→ **Objective**
In the court report below, the two paragraphs beginning "Bankruptcy and insolvency" and "Insurance" each open with a series of topic terms set off by dashes before "Motion judge finding." Please list every one of those topic terms from both paragraphs, in order.

→ **Extract to read**
━━━━━━━━━━━━━━━━━━━━

Douglas et al. v. Stan Fergusson Fuels Ltd. et al.
[Indexed as: Douglas v. Stan Fergusson Fuels Ltd.]
Ontario Reports
Ontario Superior Court of Justice,
Hackland J.
January 6, 2015
124 O.R. (3d) 715 | 2015 ONSC 65
Case Summary
Bankruptcy and insolvency — Actions by bankrupt — Subrogated claim — Motion judge finding that insurer could pursue subrogated claim in name of its insured despite fact that insured was undischarged bankrupt when action was commenced — Defendants granted leave to appeal — Decision raising important issues of insurance and insolvency law which merited appellate review — Decision conflicting with established jurisprudence — Good reason existing to doubt its correctness.
Insurance — Subrogation — Motion judge finding that insurer could pursue subrogated claim in name of its insured despite fact that insured was undischarged bankrupt when action was commenced — Defendants granted leave to appeal — Decision raising important issues of insurance and insolvency law which merited appellate review — Decision conflicting with established jurisprudence — Good reason existing to doubt its correctness. [page716]
The insurer indemnified its insured for repairs and remediation expenses arising from a leaking external oil tank serviced by the defendants and commenced a subrogated action against the defendants. When the action was commenced, the insured was an undischarged bankrupt. The defendants brought a motion for summary judgment dismissing the action on the basis that, as an undischarged bankrupt, the plaintiff/insured lacked the capacity to bring the action. The motion judge dismissed the motion. He was concerned that to find that the subrogated claim failed due to the insured's lack of capacity to sue would be to incorrectly emphasize form over substance. He concluded that the Bankruptcy and Insolvency Act, R.S.C. 1985, c. B-3 did not extinguish or trump the insurer's subrogation rights, which vested at the time the policy was entered into and which remained in place at the date of loss. The defendants brought an application for leave to appeal.
Held, the application should be allowed.
The motion judge's decision raised important issues of insurance and insolvency law which warranted appellate review. The decision conflicted with the established jurisprudence, and its correctness was therefore open to doubt. The law is well settled that on the making of a bankruptcy order, the plaintiff lost his right to deal with the property (including any right of action arising from the oil spill) because such rights vested in the trustee in bankruptcy. A subrogating insurer stands wholly in the shoes of the subrogated insured and is only entitled to assert those rights available to the insured. The application of the bankruptcy legislation would not defeat or trump the insurer's subrogation rights. The insurer was entitled to insist on an assignment of the insured's rights from the trustee so that its subrogation rights could validly be pursued. It failed to do so.

━━━━━━━━━━━━━━━━━━━━

Records from a data source
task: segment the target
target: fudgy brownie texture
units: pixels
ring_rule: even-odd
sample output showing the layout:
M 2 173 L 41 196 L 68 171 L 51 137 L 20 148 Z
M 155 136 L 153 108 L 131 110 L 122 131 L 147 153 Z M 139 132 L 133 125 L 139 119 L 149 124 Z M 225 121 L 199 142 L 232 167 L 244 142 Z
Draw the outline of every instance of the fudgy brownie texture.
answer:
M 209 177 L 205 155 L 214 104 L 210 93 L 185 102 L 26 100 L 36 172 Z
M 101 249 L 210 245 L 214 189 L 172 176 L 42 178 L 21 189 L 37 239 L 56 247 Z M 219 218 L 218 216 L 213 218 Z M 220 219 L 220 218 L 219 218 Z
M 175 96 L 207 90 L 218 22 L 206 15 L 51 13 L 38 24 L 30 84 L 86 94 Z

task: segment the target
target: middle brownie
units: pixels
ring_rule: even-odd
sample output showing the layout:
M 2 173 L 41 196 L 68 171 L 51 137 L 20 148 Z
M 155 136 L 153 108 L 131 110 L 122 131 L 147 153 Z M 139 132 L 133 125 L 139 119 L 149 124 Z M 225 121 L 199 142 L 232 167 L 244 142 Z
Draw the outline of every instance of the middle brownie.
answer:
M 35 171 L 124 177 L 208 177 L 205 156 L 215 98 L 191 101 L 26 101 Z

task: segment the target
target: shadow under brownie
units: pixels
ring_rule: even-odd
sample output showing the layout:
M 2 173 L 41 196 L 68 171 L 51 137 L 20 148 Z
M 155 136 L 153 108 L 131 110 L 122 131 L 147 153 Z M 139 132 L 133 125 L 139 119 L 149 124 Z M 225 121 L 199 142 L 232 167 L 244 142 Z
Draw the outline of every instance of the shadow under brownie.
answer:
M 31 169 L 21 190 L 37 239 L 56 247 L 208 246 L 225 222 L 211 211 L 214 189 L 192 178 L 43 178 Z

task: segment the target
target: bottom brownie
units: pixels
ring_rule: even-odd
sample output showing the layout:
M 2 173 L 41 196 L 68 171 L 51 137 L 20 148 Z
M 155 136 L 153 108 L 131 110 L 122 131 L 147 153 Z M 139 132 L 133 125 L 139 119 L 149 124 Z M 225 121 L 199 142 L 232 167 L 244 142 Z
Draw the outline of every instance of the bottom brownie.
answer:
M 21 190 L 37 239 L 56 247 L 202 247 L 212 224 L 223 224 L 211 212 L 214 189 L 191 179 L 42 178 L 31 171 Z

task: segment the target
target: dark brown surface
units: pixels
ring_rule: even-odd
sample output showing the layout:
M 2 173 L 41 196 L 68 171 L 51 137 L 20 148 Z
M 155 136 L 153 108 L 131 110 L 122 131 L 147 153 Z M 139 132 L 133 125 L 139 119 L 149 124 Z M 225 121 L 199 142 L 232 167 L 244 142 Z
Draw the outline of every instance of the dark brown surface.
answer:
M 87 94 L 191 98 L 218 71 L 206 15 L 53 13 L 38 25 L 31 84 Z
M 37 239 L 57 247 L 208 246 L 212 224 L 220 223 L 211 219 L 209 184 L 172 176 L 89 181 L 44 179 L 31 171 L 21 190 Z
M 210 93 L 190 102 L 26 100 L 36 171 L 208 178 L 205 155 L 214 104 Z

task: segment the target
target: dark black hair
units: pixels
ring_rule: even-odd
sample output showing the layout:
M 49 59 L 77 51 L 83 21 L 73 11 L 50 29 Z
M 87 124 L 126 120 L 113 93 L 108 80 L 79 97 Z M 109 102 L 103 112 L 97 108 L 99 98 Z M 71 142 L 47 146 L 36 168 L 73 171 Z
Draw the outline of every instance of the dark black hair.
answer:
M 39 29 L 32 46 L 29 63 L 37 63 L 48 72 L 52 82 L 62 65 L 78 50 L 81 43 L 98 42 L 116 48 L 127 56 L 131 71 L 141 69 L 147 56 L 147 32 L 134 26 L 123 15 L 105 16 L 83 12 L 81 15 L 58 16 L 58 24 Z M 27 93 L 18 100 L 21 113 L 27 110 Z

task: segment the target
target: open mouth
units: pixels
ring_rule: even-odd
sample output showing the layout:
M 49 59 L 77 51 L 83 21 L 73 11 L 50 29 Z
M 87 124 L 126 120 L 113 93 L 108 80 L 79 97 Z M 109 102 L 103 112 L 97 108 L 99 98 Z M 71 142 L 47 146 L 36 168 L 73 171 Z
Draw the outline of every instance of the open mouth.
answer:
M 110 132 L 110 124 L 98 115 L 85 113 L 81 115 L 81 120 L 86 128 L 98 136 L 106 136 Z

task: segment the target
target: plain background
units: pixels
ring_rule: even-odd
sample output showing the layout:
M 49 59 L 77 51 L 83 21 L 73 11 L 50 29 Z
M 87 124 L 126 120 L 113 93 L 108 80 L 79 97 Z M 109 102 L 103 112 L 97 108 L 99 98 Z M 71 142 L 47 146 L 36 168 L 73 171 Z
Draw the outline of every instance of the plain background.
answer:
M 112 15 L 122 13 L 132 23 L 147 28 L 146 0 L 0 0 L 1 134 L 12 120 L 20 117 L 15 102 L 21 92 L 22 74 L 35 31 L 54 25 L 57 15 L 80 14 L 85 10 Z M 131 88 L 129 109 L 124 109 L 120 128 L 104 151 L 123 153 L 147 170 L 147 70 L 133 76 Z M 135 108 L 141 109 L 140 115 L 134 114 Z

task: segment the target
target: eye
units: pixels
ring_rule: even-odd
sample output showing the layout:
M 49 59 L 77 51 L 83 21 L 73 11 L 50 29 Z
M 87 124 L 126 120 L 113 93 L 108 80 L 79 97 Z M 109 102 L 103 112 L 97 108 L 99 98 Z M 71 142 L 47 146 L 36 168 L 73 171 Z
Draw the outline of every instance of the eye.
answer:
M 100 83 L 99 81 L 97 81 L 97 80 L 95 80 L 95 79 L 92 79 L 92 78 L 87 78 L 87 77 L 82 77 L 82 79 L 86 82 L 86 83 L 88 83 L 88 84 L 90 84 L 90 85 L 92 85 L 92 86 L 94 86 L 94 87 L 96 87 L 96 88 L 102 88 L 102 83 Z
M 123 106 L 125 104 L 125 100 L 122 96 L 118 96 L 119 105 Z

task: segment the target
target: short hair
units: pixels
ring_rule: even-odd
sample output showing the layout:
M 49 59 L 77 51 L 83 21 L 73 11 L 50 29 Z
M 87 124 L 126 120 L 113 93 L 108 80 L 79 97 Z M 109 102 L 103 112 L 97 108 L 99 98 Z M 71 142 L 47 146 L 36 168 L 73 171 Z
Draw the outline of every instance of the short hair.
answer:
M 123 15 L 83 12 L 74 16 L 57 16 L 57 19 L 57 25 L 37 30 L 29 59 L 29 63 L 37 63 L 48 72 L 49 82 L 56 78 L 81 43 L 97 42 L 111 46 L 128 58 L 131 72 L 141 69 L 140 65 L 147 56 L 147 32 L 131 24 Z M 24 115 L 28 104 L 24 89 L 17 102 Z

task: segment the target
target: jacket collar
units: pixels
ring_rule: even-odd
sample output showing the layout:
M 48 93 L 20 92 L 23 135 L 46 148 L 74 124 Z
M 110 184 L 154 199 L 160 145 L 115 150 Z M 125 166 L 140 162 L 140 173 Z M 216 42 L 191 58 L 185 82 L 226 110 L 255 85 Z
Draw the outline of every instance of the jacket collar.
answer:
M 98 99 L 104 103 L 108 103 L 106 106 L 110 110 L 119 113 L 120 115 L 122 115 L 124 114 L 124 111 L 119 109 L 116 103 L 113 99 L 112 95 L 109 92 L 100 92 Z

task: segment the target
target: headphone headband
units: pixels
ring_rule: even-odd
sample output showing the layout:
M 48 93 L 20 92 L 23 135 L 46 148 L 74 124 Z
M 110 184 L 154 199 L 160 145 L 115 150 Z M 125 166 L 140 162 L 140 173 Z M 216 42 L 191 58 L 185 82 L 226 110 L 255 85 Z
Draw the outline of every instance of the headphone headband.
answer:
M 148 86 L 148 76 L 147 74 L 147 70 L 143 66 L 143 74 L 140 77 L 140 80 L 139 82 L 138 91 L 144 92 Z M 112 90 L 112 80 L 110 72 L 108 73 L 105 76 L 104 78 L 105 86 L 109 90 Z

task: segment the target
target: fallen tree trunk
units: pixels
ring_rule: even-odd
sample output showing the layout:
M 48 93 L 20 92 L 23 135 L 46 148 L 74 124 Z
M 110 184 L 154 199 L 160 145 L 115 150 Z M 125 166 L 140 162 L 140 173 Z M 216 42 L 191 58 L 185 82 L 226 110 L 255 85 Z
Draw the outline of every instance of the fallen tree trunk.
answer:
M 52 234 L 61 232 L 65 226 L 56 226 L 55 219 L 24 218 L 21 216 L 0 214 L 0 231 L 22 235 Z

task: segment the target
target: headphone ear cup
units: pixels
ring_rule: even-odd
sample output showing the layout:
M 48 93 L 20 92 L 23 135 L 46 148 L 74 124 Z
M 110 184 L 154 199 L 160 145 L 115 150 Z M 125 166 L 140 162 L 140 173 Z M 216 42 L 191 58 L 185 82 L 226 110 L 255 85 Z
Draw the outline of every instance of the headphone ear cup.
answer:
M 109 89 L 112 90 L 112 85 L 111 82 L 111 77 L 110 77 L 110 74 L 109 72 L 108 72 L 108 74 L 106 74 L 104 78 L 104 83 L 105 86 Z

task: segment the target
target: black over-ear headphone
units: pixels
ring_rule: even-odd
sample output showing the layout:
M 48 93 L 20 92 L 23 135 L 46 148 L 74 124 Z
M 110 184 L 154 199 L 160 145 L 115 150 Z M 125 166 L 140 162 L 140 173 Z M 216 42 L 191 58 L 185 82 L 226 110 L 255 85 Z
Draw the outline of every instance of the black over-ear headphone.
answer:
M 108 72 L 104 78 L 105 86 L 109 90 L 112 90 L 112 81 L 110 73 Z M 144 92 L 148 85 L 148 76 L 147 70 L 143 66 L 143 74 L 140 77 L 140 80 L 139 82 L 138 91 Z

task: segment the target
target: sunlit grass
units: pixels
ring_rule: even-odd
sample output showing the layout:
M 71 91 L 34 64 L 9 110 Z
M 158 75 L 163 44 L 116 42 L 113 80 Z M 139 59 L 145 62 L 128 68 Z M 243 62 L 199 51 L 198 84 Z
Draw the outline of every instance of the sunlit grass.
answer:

━━━━━━━━━━━━━━━━━━━━

→ **Exercise output**
Bankruptcy and insolvency
Actions by bankrupt
Subrogated claim
Insurance
Subrogation